**Consigne**: Poursuivez le texte consacré à l'œuvre de Frisch en reprenant juste après sa dernière phrase.

**Texte**:
---*---

Mais une chose, décidément, me frappe : la perpétuelle réduction de Frisch, dans ces années 70 et 80, où il était roi, à la « dimension sociale » de son œuvre, son rôle de « mauvaise conscience d’une Suisse prospère », l’écrivain comme curseur ou comme jalon. Je veux bien. Mais l’écrivain comme écrivain ?

 

On a affaire, avec Frisch, dans le sillage de Brecht et dans une incandescence certes moins folle que chez Heiner Müller, à une exceptionnelle plasticité de la langue allemande (très proche, en cela, des dialectes grecs), que l’auteur reconnaît d’ailleurs quelque part dans les archives de Ciocca. Ses pièces, ses récits, ses carnets, ses journaux mettent en scène la phrase allemande comme une jonglerie de cirque avec des torches de feu. Dans cette œuvre-là, le risque d’incendie est omniprésent, nous sommes tous Monsieur Bonhomme, et c’est la magie des mots, celle d’une langue, avec ses alluvions, ses héritages, qui nous est servie.

---*---

[Enregistrements sources]
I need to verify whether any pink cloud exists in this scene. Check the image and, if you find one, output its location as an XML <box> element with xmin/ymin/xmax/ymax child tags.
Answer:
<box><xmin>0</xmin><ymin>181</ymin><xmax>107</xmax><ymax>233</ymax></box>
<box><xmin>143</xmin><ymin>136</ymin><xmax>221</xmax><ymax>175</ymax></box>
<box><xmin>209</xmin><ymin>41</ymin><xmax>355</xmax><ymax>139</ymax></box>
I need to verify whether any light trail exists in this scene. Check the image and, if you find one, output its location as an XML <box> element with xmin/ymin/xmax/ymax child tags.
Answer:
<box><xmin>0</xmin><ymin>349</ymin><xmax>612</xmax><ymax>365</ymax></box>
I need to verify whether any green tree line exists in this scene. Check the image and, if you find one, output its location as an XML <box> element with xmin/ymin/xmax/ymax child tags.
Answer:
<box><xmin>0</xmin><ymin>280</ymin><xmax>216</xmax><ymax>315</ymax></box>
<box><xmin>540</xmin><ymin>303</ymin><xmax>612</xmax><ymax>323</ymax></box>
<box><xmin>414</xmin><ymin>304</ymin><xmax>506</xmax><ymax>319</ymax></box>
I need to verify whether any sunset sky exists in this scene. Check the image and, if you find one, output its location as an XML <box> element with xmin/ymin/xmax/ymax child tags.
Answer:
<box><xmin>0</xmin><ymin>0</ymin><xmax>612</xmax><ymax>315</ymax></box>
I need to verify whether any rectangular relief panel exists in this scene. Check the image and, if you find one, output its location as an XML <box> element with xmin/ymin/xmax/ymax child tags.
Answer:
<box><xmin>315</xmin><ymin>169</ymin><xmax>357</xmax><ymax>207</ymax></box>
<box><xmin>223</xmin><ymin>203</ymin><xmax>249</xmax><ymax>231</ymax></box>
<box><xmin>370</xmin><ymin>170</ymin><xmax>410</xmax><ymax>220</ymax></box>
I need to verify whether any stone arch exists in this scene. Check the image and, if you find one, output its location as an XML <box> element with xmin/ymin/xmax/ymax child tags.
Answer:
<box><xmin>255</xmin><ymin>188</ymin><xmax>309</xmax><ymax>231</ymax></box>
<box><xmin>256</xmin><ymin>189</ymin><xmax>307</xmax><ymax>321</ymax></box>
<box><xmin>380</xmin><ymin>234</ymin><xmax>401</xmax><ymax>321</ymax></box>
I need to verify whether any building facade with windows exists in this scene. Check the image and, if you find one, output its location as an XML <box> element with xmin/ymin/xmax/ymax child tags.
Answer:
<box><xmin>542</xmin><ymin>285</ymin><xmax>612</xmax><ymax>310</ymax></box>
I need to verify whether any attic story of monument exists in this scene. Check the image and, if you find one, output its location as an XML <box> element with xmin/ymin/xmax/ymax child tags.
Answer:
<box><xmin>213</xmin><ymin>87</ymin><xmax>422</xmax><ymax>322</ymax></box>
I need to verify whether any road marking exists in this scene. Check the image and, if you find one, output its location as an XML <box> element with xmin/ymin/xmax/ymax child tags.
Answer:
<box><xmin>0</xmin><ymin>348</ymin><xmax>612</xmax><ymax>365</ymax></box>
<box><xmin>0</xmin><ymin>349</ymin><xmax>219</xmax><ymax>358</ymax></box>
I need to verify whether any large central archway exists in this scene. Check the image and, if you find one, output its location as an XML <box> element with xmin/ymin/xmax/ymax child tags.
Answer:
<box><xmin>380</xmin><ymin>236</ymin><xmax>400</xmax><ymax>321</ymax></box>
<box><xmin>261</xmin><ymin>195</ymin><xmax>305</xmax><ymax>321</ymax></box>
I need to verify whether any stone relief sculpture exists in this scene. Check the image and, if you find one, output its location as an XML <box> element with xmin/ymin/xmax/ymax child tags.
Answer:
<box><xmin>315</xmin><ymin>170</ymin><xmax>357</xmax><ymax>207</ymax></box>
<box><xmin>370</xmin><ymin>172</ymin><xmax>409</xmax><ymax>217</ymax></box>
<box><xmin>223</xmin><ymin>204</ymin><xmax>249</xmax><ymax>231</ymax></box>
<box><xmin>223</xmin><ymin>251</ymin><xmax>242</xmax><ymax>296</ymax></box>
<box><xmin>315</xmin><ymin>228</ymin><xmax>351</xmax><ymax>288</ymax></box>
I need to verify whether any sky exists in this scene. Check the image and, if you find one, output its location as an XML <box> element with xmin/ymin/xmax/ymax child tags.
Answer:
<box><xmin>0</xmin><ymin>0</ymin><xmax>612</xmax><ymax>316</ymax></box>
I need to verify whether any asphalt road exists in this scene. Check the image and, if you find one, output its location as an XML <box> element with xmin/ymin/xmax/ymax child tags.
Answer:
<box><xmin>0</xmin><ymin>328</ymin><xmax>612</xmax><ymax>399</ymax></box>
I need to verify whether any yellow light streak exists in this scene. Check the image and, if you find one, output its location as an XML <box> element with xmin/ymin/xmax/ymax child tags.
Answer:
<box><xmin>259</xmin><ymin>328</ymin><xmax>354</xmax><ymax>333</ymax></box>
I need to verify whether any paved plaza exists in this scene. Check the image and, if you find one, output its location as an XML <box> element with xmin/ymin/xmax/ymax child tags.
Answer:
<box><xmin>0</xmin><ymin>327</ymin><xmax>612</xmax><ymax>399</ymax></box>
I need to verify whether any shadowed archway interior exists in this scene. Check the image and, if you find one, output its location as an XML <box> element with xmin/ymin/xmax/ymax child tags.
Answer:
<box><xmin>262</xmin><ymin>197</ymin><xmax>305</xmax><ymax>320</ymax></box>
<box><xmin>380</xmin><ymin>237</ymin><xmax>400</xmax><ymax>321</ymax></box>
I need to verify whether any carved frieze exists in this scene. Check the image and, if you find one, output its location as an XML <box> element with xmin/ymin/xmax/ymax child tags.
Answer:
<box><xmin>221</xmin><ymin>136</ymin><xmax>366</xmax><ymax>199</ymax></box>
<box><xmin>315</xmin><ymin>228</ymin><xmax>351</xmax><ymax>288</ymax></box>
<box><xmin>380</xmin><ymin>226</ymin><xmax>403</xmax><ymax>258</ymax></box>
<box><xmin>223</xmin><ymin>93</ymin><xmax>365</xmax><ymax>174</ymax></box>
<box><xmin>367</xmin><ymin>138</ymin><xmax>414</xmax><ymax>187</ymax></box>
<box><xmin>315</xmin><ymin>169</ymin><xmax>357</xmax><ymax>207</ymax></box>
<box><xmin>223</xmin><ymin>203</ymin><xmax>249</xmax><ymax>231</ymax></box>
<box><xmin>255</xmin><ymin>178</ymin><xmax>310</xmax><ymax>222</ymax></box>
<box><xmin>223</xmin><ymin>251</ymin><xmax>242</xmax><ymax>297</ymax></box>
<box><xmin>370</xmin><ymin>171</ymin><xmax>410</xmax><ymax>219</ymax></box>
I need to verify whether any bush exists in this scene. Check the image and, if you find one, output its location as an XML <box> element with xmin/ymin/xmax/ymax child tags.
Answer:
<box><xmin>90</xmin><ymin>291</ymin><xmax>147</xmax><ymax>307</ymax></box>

---*---

**Réponse attendue**:
 

Magie d’une langue à laquelle semblent bien peu sensibles les commentateurs de ces années 70 et 80. Ils ne nous parlent que de portée sociale, de malaise suisse, ne nous parlent pas de l’œuvre. L’œuvre en elle-même. L’œuvre pour elle-même. Dans le champ qui la porte, la nourrit, et qui s’appelle la langue. Ces commentateurs n’allument pas notre passion pour Frisch. Dans leur médiocrité, ils l’éteignent.